Di awal Juli, saya mengirimkan
beberapa buku dan sebuah surat untuk adik-adik di SDN 006 Paser Belengkong, sekolah tempat Rini, saudari
kembar saya, mengabdikan diri sebagai Pengajar Muda. Bersama surat tersebut saya
kirimkan foto yang saya ambil dua tahun lalu di Golden Gate, San Fransisco.
Tidak banyak yang saya tulis karena saya bingung mau menulis apa. Jadi saya
putuskan bahwa surat tersebut harus menyampaikan pesan yang cukup sederhana, “Membaca
itu memperluas wawasan kita.” Seperti tema Bulan Bahasa saja yah.
Di
surat tersebut saya cerita tentang inspirasi unik yang saya dapat dari kelas
bahasa Indonesia saya di SMA dulu.

• _SOAL TUGAS_
Tulis ulang seluruh teks sumber di atas tanpa mengubah satu kata pun.

• _CATATAN TERSIMPAN_
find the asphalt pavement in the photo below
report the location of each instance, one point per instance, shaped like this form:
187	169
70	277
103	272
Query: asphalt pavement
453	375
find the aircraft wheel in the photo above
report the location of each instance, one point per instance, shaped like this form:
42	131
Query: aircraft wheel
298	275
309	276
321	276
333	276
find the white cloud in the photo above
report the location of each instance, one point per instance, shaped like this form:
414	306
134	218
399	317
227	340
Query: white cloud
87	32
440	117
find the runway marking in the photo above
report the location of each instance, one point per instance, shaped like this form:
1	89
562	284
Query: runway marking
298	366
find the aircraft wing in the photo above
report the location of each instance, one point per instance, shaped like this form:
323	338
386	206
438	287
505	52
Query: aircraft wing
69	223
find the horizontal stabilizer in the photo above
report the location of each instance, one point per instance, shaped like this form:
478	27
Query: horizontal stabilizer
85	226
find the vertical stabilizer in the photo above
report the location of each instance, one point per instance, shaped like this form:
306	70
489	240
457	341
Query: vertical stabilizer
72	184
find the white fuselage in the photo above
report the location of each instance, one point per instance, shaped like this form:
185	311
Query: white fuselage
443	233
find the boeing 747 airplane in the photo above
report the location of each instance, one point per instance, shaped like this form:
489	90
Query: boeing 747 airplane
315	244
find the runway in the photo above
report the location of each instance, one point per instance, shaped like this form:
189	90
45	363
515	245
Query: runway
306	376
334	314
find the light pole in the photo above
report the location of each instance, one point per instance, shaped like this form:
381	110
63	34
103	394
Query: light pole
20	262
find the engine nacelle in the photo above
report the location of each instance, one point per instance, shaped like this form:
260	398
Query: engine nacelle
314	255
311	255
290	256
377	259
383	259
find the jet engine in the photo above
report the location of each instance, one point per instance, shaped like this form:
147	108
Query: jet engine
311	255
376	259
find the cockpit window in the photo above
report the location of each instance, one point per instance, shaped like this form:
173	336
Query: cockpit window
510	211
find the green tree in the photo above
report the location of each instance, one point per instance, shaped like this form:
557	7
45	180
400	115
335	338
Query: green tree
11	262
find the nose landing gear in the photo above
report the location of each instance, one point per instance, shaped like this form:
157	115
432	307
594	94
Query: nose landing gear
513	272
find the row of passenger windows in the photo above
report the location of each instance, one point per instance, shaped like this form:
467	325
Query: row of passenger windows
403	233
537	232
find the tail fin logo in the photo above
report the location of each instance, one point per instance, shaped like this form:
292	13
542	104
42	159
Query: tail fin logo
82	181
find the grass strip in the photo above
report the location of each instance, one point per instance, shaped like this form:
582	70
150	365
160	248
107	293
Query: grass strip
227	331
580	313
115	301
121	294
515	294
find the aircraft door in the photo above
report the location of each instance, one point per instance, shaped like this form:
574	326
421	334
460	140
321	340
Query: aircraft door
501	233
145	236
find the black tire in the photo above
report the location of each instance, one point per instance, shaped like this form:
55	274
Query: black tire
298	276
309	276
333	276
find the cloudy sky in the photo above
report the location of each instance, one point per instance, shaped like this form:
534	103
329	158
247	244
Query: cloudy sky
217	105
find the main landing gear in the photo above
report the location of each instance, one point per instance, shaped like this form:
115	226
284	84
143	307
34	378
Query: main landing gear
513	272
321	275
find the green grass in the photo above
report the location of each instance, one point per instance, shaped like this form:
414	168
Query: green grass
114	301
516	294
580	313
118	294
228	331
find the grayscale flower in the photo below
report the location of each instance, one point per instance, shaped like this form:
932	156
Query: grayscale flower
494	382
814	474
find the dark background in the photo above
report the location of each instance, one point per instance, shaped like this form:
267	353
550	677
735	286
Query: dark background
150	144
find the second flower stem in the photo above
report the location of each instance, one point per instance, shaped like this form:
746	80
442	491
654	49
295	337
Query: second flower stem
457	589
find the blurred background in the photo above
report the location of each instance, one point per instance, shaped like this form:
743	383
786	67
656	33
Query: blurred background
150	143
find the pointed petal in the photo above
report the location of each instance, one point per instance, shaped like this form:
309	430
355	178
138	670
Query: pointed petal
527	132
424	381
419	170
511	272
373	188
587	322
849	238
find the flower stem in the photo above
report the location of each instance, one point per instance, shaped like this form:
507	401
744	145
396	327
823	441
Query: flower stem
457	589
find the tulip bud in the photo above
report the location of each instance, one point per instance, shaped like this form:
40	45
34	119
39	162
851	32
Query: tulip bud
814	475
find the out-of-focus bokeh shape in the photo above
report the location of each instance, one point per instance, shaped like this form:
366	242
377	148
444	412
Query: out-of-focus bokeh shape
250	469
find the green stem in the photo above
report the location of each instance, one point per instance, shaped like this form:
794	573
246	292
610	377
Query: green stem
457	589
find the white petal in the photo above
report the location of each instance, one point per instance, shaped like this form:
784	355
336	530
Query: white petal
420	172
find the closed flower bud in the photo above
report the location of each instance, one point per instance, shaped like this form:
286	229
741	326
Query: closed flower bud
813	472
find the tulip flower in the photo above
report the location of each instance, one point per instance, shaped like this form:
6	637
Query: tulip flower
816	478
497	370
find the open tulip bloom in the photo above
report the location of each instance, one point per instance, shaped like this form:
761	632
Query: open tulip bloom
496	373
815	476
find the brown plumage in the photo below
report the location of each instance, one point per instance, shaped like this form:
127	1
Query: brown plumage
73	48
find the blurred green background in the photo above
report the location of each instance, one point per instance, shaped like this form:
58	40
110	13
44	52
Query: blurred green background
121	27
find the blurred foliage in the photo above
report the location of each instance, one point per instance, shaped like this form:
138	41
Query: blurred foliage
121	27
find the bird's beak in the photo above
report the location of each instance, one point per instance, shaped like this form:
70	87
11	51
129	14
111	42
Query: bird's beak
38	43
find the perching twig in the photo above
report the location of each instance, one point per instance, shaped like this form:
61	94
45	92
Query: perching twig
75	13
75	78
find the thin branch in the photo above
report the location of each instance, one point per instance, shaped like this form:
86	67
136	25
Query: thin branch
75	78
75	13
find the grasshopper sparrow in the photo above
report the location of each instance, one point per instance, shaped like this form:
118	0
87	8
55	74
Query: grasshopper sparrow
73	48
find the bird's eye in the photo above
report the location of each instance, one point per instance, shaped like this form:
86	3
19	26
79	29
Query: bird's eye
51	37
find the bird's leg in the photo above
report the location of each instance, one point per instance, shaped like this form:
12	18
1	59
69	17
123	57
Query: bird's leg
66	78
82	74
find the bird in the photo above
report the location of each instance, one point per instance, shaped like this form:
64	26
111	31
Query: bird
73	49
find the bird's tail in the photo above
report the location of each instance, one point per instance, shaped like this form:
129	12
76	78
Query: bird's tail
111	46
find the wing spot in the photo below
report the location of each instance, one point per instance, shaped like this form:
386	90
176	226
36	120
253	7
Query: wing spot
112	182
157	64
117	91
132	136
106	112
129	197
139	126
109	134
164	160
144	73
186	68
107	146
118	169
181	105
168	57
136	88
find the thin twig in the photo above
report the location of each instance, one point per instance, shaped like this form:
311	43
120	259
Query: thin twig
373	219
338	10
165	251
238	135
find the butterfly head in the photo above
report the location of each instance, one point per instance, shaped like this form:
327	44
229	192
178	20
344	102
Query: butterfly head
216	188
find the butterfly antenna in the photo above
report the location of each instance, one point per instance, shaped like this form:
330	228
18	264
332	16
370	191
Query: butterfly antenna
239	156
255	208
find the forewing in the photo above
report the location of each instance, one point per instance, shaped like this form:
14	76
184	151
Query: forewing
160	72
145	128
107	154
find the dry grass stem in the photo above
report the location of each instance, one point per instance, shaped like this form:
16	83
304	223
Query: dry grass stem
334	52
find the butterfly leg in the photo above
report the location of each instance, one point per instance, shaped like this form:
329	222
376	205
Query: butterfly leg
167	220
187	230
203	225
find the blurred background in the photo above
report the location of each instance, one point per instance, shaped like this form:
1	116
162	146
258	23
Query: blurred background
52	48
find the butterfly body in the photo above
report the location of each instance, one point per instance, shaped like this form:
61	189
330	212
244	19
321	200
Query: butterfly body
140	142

...

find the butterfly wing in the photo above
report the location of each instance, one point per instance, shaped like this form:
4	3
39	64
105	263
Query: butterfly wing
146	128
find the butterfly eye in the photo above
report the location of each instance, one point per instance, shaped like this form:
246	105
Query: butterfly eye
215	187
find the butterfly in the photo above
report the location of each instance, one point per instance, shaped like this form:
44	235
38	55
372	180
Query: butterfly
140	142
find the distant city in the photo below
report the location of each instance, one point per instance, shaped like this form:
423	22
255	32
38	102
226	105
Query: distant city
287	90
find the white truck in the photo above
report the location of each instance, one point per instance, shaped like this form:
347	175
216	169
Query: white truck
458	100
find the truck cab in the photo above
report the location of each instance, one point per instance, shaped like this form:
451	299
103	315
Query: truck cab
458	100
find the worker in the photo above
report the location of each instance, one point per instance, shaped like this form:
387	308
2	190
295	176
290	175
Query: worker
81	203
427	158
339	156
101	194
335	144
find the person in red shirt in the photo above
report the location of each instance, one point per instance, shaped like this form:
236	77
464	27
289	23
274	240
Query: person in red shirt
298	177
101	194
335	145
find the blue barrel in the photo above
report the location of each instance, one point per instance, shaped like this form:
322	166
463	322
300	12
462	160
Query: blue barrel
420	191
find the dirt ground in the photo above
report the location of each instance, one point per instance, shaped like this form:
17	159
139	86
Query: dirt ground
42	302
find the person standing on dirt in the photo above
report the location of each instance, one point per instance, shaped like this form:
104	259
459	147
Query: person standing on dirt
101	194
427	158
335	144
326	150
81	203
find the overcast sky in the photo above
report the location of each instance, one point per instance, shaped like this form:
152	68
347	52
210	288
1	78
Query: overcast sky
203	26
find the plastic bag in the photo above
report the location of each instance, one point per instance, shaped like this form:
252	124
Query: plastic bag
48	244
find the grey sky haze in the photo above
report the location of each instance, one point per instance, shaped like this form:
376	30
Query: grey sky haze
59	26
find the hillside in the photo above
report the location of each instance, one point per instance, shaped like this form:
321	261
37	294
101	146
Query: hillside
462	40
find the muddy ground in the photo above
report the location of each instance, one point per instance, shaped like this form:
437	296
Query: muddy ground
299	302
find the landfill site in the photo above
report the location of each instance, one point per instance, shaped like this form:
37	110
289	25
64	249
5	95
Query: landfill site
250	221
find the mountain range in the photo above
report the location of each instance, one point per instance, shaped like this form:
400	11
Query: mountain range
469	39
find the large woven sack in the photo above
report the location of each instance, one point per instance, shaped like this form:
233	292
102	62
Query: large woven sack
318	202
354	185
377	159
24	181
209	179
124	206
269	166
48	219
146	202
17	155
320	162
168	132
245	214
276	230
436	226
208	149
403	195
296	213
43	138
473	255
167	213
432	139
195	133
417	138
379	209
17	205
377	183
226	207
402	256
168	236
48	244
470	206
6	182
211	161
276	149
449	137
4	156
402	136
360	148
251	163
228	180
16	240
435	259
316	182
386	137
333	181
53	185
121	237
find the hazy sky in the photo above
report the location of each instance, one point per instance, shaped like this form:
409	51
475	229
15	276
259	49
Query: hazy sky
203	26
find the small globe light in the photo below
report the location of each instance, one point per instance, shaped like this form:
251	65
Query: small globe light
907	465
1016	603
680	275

• _HASIL TUGAS_
Di awal Juli, saya mengirimkan
beberapa buku dan sebuah surat untuk adik-adik di SDN 006 Paser Belengkong, sekolah tempat Rini, saudari
kembar saya, mengabdikan diri sebagai Pengajar Muda. Bersama surat tersebut saya
kirimkan foto yang saya ambil dua tahun lalu di Golden Gate, San Fransisco.
Tidak banyak yang saya tulis karena saya bingung mau menulis apa. Jadi saya
putuskan bahwa surat tersebut harus menyampaikan pesan yang cukup sederhana, “Membaca
itu memperluas wawasan kita.” Seperti tema Bulan Bahasa saja yah.
Di
surat tersebut saya cerita tentang inspirasi unik yang saya dapat dari kelas
bahasa Indonesia saya di SMA dulu.